### Directions for this task
Locate the line containing "Can you see the dock?" in the data below. Reproduce it and every following line up to the end, exactly as given.

-- START --

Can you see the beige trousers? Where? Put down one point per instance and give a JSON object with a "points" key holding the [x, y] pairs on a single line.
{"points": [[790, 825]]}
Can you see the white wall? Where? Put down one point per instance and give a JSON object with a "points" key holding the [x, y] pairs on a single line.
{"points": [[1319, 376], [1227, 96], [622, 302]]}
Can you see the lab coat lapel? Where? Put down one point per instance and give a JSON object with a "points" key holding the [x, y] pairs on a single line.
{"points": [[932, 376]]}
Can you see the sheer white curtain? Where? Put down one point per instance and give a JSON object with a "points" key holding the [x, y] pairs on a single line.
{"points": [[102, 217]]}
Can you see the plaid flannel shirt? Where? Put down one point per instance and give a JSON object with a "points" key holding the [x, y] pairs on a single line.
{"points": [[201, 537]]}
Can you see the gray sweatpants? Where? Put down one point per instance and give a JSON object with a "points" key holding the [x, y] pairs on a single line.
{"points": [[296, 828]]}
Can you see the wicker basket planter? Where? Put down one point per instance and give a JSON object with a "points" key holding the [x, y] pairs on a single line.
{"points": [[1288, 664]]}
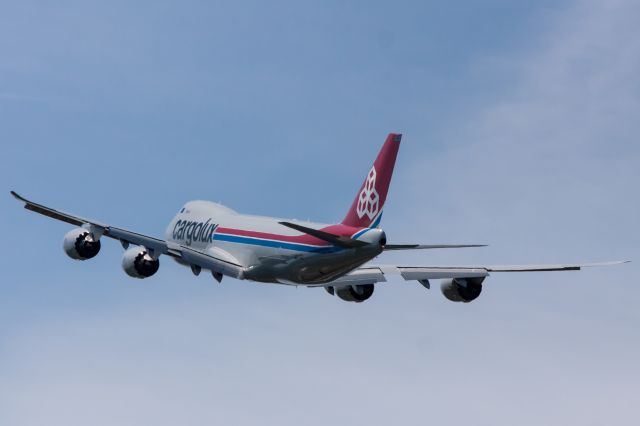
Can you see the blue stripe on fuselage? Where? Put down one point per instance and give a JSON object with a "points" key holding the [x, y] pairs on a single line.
{"points": [[275, 244]]}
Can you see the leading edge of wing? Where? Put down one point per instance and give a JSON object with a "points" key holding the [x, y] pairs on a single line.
{"points": [[55, 214]]}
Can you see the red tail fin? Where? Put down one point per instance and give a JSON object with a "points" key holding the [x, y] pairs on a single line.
{"points": [[366, 209]]}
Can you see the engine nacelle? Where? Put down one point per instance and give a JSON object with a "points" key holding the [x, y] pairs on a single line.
{"points": [[355, 293], [80, 244], [137, 263], [462, 289]]}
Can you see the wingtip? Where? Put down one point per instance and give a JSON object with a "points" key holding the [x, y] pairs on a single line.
{"points": [[17, 196]]}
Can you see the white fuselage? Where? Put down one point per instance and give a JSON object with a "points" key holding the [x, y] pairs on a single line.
{"points": [[265, 249]]}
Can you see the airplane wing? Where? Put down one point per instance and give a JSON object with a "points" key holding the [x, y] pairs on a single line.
{"points": [[422, 274], [154, 245]]}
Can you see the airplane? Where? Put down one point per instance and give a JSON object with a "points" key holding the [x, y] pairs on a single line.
{"points": [[209, 236]]}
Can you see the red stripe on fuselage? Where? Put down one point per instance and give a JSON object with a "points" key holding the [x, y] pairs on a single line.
{"points": [[340, 230]]}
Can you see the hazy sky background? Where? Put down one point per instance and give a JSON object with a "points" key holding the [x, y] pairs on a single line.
{"points": [[521, 126]]}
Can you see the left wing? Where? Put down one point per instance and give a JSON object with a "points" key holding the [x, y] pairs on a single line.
{"points": [[217, 264]]}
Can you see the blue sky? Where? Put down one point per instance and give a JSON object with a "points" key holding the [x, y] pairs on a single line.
{"points": [[520, 124]]}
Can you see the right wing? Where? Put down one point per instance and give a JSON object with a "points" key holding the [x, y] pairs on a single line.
{"points": [[376, 274]]}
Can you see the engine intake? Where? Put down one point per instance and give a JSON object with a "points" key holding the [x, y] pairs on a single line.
{"points": [[462, 289], [80, 244], [355, 293], [137, 263]]}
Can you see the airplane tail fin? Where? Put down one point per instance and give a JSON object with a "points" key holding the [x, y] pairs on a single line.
{"points": [[366, 210]]}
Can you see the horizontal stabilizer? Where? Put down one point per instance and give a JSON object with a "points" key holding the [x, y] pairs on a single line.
{"points": [[429, 246], [336, 240]]}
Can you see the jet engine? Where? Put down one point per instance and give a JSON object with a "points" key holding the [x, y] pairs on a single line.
{"points": [[355, 293], [137, 263], [462, 289], [80, 244]]}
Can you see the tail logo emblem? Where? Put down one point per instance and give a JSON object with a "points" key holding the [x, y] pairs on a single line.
{"points": [[369, 200]]}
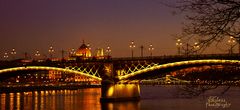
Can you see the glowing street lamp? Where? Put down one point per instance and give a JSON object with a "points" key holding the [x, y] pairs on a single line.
{"points": [[179, 45], [51, 51], [151, 49], [231, 42], [13, 52], [132, 46], [5, 56], [196, 47], [108, 51]]}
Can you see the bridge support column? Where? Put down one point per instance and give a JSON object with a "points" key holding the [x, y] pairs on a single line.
{"points": [[120, 92], [112, 91]]}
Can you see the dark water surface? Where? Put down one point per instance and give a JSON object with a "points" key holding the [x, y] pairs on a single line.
{"points": [[152, 98]]}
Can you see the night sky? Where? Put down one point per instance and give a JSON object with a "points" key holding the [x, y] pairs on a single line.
{"points": [[30, 25]]}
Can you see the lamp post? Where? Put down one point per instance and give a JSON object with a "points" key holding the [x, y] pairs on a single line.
{"points": [[132, 46], [231, 42], [196, 47], [141, 47], [108, 51], [51, 50], [151, 49], [13, 52], [179, 45]]}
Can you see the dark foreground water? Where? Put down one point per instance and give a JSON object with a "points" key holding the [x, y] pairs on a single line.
{"points": [[152, 98]]}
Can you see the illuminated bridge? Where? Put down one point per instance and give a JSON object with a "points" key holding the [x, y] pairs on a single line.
{"points": [[112, 71]]}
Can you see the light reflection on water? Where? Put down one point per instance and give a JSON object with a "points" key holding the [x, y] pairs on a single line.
{"points": [[152, 97]]}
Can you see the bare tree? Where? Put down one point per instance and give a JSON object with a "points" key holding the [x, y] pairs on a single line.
{"points": [[210, 20]]}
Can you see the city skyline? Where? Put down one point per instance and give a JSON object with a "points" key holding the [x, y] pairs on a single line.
{"points": [[31, 26]]}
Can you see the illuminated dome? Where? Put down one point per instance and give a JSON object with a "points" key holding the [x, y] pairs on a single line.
{"points": [[83, 51]]}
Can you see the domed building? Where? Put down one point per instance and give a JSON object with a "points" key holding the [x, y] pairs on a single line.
{"points": [[83, 51]]}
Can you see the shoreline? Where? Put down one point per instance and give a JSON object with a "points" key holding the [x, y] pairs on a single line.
{"points": [[43, 88]]}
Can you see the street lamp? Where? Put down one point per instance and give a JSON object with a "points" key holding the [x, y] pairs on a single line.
{"points": [[179, 45], [13, 52], [5, 55], [231, 41], [51, 50], [151, 49], [108, 51], [132, 46], [196, 46]]}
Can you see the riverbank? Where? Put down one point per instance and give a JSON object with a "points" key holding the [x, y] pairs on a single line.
{"points": [[13, 89]]}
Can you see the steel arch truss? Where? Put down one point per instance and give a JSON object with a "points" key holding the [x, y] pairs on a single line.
{"points": [[83, 72], [90, 70], [143, 69]]}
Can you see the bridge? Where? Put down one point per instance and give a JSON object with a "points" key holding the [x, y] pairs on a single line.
{"points": [[112, 71]]}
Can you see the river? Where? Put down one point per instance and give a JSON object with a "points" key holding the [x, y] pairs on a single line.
{"points": [[164, 97]]}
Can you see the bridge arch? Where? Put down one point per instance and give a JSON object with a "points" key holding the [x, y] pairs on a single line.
{"points": [[179, 64], [49, 68]]}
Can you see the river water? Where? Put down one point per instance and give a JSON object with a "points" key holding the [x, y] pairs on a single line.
{"points": [[164, 97]]}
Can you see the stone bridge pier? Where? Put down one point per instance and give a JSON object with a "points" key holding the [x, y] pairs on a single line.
{"points": [[112, 91]]}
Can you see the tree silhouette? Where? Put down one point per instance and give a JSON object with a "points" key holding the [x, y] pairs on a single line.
{"points": [[210, 20]]}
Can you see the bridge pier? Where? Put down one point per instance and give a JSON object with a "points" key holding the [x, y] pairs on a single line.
{"points": [[112, 91], [119, 92]]}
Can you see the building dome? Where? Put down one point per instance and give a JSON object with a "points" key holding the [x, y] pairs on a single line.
{"points": [[83, 51]]}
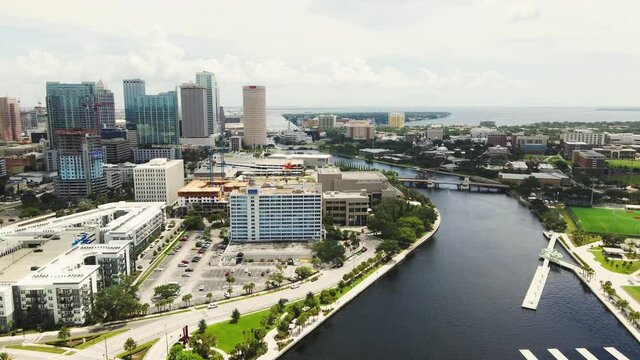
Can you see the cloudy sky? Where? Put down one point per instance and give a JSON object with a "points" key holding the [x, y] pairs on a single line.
{"points": [[334, 52]]}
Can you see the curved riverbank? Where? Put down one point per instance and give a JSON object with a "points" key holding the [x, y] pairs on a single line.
{"points": [[274, 353]]}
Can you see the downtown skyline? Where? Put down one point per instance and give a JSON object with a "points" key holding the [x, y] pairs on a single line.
{"points": [[429, 53]]}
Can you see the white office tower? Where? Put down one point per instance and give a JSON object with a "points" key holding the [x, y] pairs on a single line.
{"points": [[158, 180], [254, 115], [208, 80], [272, 214], [193, 100]]}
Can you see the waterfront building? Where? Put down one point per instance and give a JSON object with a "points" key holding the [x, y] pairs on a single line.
{"points": [[435, 132], [360, 130], [132, 89], [254, 115], [208, 81], [275, 214], [116, 150], [141, 155], [74, 135], [158, 121], [106, 110], [584, 135], [326, 122], [373, 182], [396, 120], [622, 139], [235, 143], [194, 103], [308, 160], [346, 208], [532, 144], [10, 119], [616, 152], [158, 180]]}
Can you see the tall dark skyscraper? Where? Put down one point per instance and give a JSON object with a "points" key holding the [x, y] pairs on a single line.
{"points": [[132, 88], [74, 130], [208, 80]]}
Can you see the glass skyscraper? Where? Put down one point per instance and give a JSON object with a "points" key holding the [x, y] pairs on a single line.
{"points": [[74, 134], [208, 80], [132, 88], [158, 122]]}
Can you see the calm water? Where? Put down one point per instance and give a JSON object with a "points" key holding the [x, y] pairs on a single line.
{"points": [[473, 115], [459, 295]]}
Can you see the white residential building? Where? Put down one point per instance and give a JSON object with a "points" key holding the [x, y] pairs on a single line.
{"points": [[275, 214], [584, 135], [158, 180]]}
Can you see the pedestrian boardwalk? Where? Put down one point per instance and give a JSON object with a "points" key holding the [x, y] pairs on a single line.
{"points": [[557, 354]]}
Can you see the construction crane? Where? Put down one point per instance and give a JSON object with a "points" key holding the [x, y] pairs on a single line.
{"points": [[221, 148]]}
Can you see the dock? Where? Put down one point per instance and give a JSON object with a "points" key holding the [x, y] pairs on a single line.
{"points": [[532, 298]]}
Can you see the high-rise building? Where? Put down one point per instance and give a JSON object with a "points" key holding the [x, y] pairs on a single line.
{"points": [[105, 106], [254, 115], [74, 135], [396, 120], [208, 80], [157, 117], [271, 214], [326, 122], [193, 100], [10, 119], [158, 180], [132, 89]]}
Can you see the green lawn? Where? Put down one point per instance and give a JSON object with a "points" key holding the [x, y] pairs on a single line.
{"points": [[623, 163], [607, 221], [228, 335], [100, 338], [634, 291], [611, 265], [37, 348], [139, 352]]}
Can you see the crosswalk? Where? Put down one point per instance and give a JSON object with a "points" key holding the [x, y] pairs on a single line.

-- END --

### Finished exercise
Can you see the dock? Where? Put down one point per instance and give a JSON object with a "points" key holding the [x, y] pairs on a single line.
{"points": [[532, 298]]}
Can you see the high-rise building? Where? Put down one point per instance and give a JSON object with a "points" key holding the [x, y] pairs on a single line.
{"points": [[105, 106], [254, 115], [74, 135], [396, 120], [208, 80], [157, 117], [271, 214], [326, 122], [193, 100], [10, 119], [158, 180], [132, 89]]}
Can you see the green lawn? Where? Put down one point per instance and give a JSON object with a "points" key holding the [x, y] pairs on a single line.
{"points": [[623, 163], [607, 221], [228, 335], [100, 338], [634, 291], [611, 265], [37, 348], [139, 352]]}
Can you see the crosswalk? Where? Put down one point per instance and give a JSON object with a "points" key holding the [x, y] pairs on a single line.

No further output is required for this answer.